• [PROBLEM STATEMENT]: Nothing but the lines from the one containing "find red dome" through the last line should be written out, please, exactly as they stand.

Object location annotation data
========================
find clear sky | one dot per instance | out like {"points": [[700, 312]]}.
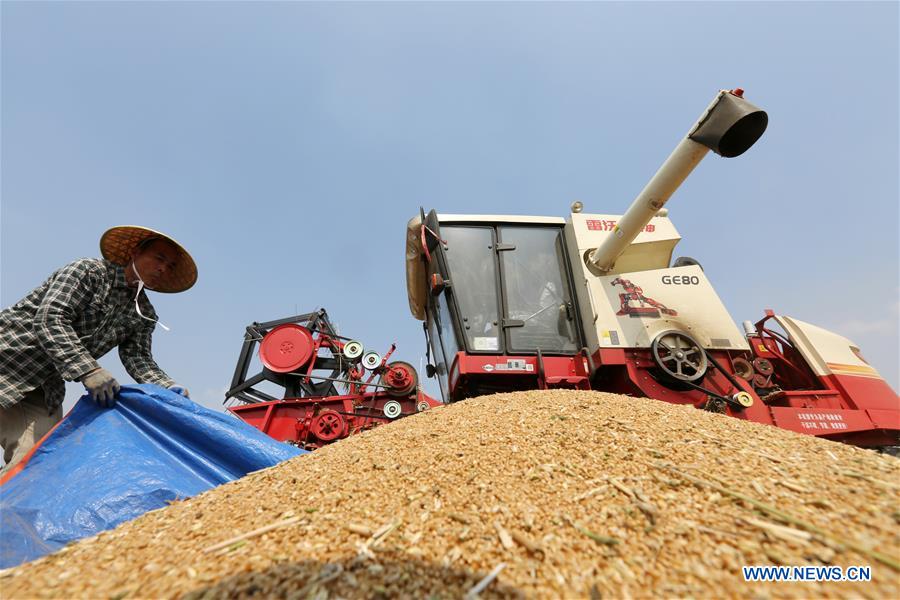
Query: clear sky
{"points": [[287, 144]]}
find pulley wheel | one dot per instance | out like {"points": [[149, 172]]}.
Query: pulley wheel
{"points": [[392, 409], [286, 348], [679, 355], [763, 366], [761, 381], [743, 368], [352, 350], [744, 399], [328, 425], [400, 378], [371, 360]]}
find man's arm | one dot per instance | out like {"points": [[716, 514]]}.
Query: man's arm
{"points": [[71, 288], [137, 358]]}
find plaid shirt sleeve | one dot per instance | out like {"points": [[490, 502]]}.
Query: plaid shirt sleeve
{"points": [[137, 358], [70, 289]]}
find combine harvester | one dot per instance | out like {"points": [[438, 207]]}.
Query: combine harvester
{"points": [[595, 302]]}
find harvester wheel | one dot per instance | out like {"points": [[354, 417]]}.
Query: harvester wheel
{"points": [[679, 355], [399, 378], [328, 425]]}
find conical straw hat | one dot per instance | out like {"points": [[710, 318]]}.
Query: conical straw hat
{"points": [[118, 244]]}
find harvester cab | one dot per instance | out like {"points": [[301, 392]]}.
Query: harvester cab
{"points": [[596, 302]]}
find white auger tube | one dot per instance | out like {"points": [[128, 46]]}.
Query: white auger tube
{"points": [[728, 127]]}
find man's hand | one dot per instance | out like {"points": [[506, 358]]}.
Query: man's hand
{"points": [[102, 387], [180, 389]]}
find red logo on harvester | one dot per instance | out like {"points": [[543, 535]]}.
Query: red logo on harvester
{"points": [[636, 304], [609, 225]]}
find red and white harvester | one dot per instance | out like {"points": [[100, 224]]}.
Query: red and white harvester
{"points": [[331, 386], [595, 301]]}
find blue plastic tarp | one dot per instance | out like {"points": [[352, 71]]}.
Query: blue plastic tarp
{"points": [[102, 466]]}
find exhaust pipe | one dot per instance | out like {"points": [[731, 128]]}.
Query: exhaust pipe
{"points": [[728, 127]]}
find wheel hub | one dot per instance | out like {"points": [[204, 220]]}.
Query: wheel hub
{"points": [[679, 355]]}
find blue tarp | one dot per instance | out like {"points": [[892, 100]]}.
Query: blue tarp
{"points": [[101, 467]]}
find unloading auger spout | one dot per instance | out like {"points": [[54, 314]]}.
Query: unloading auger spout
{"points": [[728, 127]]}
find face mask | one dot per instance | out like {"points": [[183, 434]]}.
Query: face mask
{"points": [[137, 305]]}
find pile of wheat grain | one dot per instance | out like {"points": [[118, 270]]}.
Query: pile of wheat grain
{"points": [[547, 494]]}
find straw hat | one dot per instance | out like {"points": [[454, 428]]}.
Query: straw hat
{"points": [[118, 244]]}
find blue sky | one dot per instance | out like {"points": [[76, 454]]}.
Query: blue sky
{"points": [[287, 144]]}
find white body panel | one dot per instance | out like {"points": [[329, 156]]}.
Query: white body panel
{"points": [[826, 353], [652, 248], [654, 289]]}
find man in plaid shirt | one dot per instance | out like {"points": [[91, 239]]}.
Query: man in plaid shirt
{"points": [[80, 313]]}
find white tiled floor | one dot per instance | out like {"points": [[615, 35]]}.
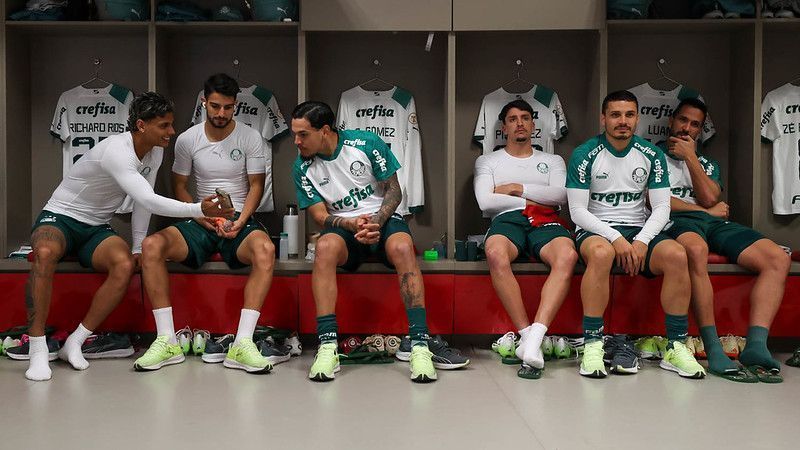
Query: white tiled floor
{"points": [[196, 405]]}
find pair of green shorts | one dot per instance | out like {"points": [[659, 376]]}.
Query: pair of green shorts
{"points": [[82, 239], [723, 237], [358, 252], [203, 243], [528, 239]]}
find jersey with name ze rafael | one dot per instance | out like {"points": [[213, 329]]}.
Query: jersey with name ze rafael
{"points": [[224, 164], [349, 181], [618, 180]]}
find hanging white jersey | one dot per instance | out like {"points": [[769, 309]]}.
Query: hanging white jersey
{"points": [[257, 108], [680, 179], [224, 164], [86, 116], [549, 121], [617, 181], [655, 108], [349, 180], [392, 115], [780, 125]]}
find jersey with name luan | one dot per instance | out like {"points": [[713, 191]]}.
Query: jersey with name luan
{"points": [[349, 182], [618, 180], [392, 115], [680, 179], [224, 164], [549, 121], [655, 108], [257, 108], [780, 125]]}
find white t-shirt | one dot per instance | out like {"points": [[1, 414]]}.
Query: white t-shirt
{"points": [[392, 115], [780, 125], [549, 121], [224, 164], [257, 108], [542, 176], [655, 108], [97, 184]]}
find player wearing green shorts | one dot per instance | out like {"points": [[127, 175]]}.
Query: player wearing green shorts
{"points": [[700, 223], [75, 222], [607, 181], [226, 154], [520, 189], [347, 180]]}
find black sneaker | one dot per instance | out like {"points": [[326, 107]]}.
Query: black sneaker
{"points": [[21, 353], [620, 354], [108, 345]]}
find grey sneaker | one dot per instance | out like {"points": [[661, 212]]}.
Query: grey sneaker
{"points": [[20, 353], [275, 353], [107, 345], [217, 349], [620, 355]]}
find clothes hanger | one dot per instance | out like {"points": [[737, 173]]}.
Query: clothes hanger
{"points": [[524, 85], [384, 85], [89, 84], [661, 63]]}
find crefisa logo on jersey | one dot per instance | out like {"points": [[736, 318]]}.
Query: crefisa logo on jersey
{"points": [[639, 175], [357, 168]]}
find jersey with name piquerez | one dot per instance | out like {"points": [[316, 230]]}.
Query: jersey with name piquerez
{"points": [[618, 181], [392, 115], [780, 125], [349, 181], [680, 179], [257, 108], [655, 108], [549, 121]]}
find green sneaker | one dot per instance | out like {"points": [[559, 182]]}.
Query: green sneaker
{"points": [[326, 363], [422, 370], [246, 356], [161, 353], [679, 359], [592, 364], [646, 346]]}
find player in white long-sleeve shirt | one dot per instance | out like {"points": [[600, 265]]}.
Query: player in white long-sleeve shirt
{"points": [[226, 154], [520, 189], [75, 222], [607, 180]]}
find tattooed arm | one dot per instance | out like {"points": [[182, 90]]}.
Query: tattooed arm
{"points": [[392, 195]]}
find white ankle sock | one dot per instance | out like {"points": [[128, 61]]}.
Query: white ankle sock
{"points": [[39, 367], [247, 324], [164, 325], [71, 351]]}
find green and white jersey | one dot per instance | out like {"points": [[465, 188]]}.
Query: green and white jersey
{"points": [[680, 180], [224, 164], [392, 115], [617, 181], [257, 108], [655, 108], [549, 121], [349, 181], [780, 125]]}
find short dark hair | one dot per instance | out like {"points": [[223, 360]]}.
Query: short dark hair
{"points": [[619, 96], [694, 103], [220, 83], [318, 114], [519, 104], [147, 106]]}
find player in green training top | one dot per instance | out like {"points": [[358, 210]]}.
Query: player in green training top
{"points": [[699, 223], [348, 182]]}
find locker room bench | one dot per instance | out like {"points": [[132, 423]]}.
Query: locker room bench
{"points": [[459, 296]]}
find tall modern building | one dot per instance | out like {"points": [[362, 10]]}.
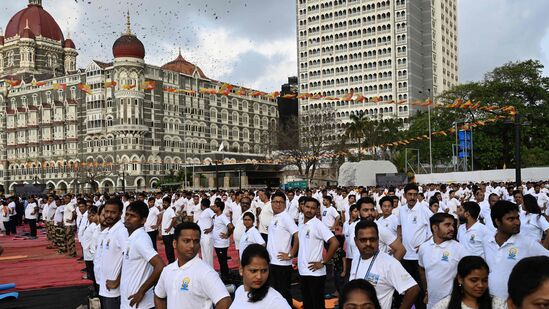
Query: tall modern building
{"points": [[127, 130], [392, 52]]}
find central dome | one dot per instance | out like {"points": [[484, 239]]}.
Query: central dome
{"points": [[128, 45], [40, 23]]}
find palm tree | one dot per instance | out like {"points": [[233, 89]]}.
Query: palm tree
{"points": [[355, 130]]}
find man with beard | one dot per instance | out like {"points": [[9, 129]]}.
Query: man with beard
{"points": [[471, 233], [141, 266], [438, 259], [414, 222], [387, 240], [110, 254], [382, 270], [503, 250]]}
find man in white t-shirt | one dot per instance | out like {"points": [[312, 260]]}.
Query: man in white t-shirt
{"points": [[383, 271], [31, 213], [471, 233], [222, 230], [69, 220], [281, 251], [110, 253], [389, 242], [264, 214], [330, 216], [310, 262], [205, 221], [189, 282], [154, 220], [415, 230], [438, 259], [141, 265], [168, 223], [506, 247]]}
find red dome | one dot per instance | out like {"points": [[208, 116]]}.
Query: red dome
{"points": [[69, 44], [40, 22], [183, 66], [128, 46], [27, 34]]}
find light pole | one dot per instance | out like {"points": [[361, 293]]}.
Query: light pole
{"points": [[430, 137]]}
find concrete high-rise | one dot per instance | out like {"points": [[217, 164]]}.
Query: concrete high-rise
{"points": [[392, 52]]}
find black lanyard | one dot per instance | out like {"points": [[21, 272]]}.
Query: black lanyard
{"points": [[369, 267]]}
========================
• [OUTPUT BELOW]:
find red dome | one dot per instance | out like {"points": [[208, 116]]}.
Query: red dome
{"points": [[69, 44], [40, 22], [183, 66], [128, 46], [27, 34]]}
find light pole | one dot per instance | out like {"points": [[361, 293]]}.
Query: light pole
{"points": [[430, 137]]}
find concrete high-rise | one dot per instance | out like {"points": [[217, 164]]}.
Query: concrete high-rise
{"points": [[392, 52]]}
find black lanyard | one dot per instance | out like {"points": [[21, 272]]}.
Query: black lanyard
{"points": [[369, 267]]}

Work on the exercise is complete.